Accélérant sa campagne « fournaise ardente » contre les entrepreneurs et les hauts fonctionnaires soupçonnés de détournements de fonds, Hanoï a démarré, ce mardi, le procès de la dirigeante de l'un des plus grands groupes immobiliers du pays. En tétanisant les officiels, ces enquêtes ont freiné plusieurs grands projets et pesé sur le dynamisme de la croissance.
Pendant des années, le chauffeur de Truong My Lan a livré les sacs de billets, récupérés à la Saigon Joint Stock Commercial Bank, soit à la villa de la femme d'affaires, soit à son bureau, au 39e étage de la tour Times Square dans le district 1 d'Ho Chi Minh City.
Avant chaque remise, la patronne du groupe immobilier Van Thinh Phat ordonnait à la direction de la banque, qu'elle contrôlait, de lui organiser de faux prêts sous de faux noms. Au total, les magistrats vietnamiens, qui la jugent à partir de ce mardi, l'accusent d'avoir détourné 12,5 milliards de dollars et ainsi opéré le plus important réseau de corruption jamais mis à jour dans le pays communiste.
A l'issue de plusieurs mois d'enquête qui ont tétanisé les milieux d'affaires, la justice, qui travaille sous l'autorité du Parti communiste, a inculpé 85 personnes, dont des dizaines de hauts fonctionnaires venus de différents ministères, mais également de la banque centrale du pays.

-- Exercices à réaliser --
A - D'après l'extrait choisi, combien de personnes la justice a-t-elle inculpées ?
B - Reproduisez à l'identique tout le passage de l'extrait choisi qui va de « Accélérant sa campagne » jusqu'à « Chi Minh City. ».
Les entrées ne jouent aucun rôle dans ce travail.

-- Données extraites --
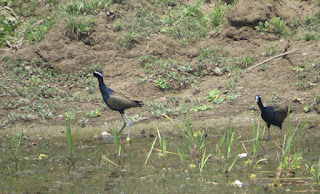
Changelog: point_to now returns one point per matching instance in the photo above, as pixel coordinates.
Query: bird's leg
(124, 124)
(130, 124)
(268, 138)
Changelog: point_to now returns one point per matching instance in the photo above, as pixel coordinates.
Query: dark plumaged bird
(115, 100)
(272, 115)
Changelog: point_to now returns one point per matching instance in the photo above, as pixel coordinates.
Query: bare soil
(275, 82)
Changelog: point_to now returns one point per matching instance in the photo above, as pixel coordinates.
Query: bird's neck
(103, 88)
(262, 108)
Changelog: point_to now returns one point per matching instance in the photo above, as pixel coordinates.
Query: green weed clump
(15, 142)
(79, 27)
(169, 74)
(279, 26)
(87, 7)
(36, 30)
(33, 89)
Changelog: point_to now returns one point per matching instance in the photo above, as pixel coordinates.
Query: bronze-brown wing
(118, 101)
(281, 113)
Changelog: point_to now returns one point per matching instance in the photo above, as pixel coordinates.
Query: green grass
(33, 92)
(279, 26)
(270, 51)
(37, 29)
(87, 7)
(310, 36)
(79, 27)
(263, 27)
(244, 62)
(15, 142)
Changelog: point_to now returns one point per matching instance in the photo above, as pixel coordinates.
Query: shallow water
(45, 165)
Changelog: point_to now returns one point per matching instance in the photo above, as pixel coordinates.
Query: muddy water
(45, 164)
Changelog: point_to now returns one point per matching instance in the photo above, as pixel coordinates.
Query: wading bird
(116, 101)
(272, 115)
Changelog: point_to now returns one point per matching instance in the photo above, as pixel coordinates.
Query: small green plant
(149, 153)
(298, 69)
(204, 160)
(79, 27)
(309, 36)
(256, 145)
(187, 24)
(270, 51)
(316, 101)
(15, 144)
(262, 27)
(245, 61)
(216, 18)
(289, 160)
(86, 7)
(228, 140)
(279, 26)
(36, 30)
(214, 97)
(306, 109)
(201, 108)
(163, 147)
(315, 173)
(69, 136)
(117, 145)
(181, 156)
(9, 22)
(129, 40)
(161, 83)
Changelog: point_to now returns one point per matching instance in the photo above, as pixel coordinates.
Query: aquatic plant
(289, 159)
(15, 144)
(315, 173)
(149, 153)
(163, 146)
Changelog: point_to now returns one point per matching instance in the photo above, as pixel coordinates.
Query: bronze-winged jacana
(272, 115)
(115, 100)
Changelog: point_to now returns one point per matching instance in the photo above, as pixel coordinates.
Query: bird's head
(97, 74)
(257, 98)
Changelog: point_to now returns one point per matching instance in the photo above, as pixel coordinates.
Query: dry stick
(272, 58)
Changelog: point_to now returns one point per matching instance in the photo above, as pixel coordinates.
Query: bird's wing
(118, 101)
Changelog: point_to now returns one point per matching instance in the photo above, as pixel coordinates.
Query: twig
(283, 54)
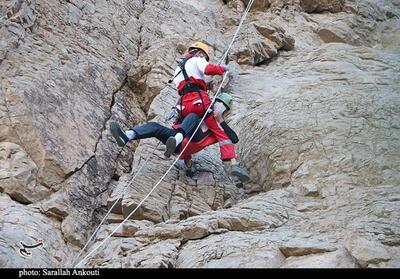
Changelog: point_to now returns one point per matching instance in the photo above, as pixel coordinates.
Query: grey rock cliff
(316, 107)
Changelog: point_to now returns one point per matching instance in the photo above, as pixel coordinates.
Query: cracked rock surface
(316, 108)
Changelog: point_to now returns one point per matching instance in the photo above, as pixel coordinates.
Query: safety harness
(189, 86)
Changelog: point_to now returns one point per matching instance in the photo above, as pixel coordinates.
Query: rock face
(316, 107)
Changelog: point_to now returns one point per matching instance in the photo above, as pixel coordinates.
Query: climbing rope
(114, 204)
(184, 148)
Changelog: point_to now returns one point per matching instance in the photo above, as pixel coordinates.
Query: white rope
(112, 207)
(246, 11)
(184, 148)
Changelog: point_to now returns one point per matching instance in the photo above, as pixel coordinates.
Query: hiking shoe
(188, 166)
(240, 173)
(171, 145)
(118, 134)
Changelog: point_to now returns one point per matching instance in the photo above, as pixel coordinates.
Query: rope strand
(184, 148)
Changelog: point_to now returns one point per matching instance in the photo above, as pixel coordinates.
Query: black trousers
(162, 133)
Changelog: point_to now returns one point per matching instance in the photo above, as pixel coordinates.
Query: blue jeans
(162, 133)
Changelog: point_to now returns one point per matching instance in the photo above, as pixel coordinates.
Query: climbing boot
(171, 145)
(240, 173)
(118, 134)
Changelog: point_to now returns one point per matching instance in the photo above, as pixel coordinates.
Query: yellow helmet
(202, 46)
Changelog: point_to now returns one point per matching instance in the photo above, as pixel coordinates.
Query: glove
(232, 70)
(173, 114)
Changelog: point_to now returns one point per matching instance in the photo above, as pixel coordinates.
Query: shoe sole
(242, 177)
(116, 132)
(171, 145)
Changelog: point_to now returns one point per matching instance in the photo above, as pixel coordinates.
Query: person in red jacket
(190, 81)
(201, 139)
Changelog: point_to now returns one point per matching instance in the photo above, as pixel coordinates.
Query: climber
(202, 138)
(190, 81)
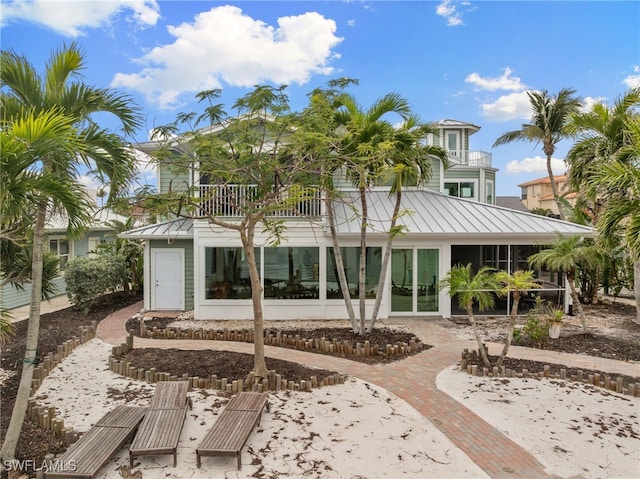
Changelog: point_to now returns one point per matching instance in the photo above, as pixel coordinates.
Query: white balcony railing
(233, 201)
(471, 158)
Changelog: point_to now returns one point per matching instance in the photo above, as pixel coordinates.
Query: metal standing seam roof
(427, 213)
(178, 228)
(430, 212)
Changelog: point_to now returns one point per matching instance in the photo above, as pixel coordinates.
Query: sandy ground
(357, 430)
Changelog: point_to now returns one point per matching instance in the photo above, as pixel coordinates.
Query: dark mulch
(593, 345)
(379, 337)
(224, 364)
(554, 369)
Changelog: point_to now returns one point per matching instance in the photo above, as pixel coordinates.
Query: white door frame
(179, 279)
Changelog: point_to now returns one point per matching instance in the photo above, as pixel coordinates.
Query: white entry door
(168, 279)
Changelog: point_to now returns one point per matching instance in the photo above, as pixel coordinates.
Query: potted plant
(554, 318)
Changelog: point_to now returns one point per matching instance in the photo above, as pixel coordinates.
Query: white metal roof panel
(181, 228)
(430, 212)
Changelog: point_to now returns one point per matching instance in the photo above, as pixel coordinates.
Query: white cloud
(508, 107)
(537, 164)
(224, 45)
(503, 82)
(633, 81)
(588, 102)
(453, 11)
(71, 18)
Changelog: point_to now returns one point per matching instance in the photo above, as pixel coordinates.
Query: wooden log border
(45, 416)
(274, 382)
(274, 337)
(608, 382)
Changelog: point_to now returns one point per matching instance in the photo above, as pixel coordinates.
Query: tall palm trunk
(342, 277)
(576, 299)
(512, 324)
(481, 348)
(385, 263)
(636, 282)
(33, 331)
(362, 271)
(554, 186)
(259, 364)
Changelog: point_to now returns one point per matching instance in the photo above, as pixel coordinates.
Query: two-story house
(194, 265)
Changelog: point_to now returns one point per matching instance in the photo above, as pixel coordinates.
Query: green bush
(537, 330)
(90, 278)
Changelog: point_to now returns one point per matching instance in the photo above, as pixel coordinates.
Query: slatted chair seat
(98, 445)
(231, 430)
(160, 430)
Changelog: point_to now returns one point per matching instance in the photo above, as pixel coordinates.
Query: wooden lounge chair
(231, 430)
(160, 430)
(98, 445)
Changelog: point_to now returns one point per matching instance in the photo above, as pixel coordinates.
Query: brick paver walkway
(413, 380)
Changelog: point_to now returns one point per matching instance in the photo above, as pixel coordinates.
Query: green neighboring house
(66, 249)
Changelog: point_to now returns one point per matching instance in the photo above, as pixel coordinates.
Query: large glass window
(460, 189)
(227, 273)
(291, 273)
(351, 262)
(428, 265)
(419, 292)
(490, 196)
(60, 246)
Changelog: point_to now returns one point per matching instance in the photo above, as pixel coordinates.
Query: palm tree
(550, 114)
(410, 164)
(366, 143)
(601, 134)
(516, 283)
(605, 137)
(621, 213)
(472, 289)
(25, 94)
(567, 255)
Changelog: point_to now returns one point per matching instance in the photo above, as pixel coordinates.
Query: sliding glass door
(414, 280)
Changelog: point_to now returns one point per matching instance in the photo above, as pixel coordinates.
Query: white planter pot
(554, 330)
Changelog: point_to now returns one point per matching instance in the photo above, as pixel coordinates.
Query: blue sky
(465, 60)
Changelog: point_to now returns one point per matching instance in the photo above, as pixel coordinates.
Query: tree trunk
(342, 277)
(385, 263)
(636, 288)
(259, 364)
(33, 330)
(362, 270)
(483, 351)
(576, 301)
(554, 187)
(512, 325)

-- Corrigé des exercices --
A - 85 personnes.

B -
Accélérant sa campagne « fournaise ardente » contre les entrepreneurs et les hauts fonctionnaires soupçonnés de détournements de fonds, Hanoï a démarré, ce mardi, le procès de la dirigeante de l'un des plus grands groupes immobiliers du pays. En tétanisant les officiels, ces enquêtes ont freiné plusieurs grands projets et pesé sur le dynamisme de la croissance.
Pendant des années, le chauffeur de Truong My Lan a livré les sacs de billets, récupérés à la Saigon Joint Stock Commercial Bank, soit à la villa de la femme d'affaires, soit à son bureau, au 39e étage de la tour Times Square dans le district 1 d'Ho Chi Minh City.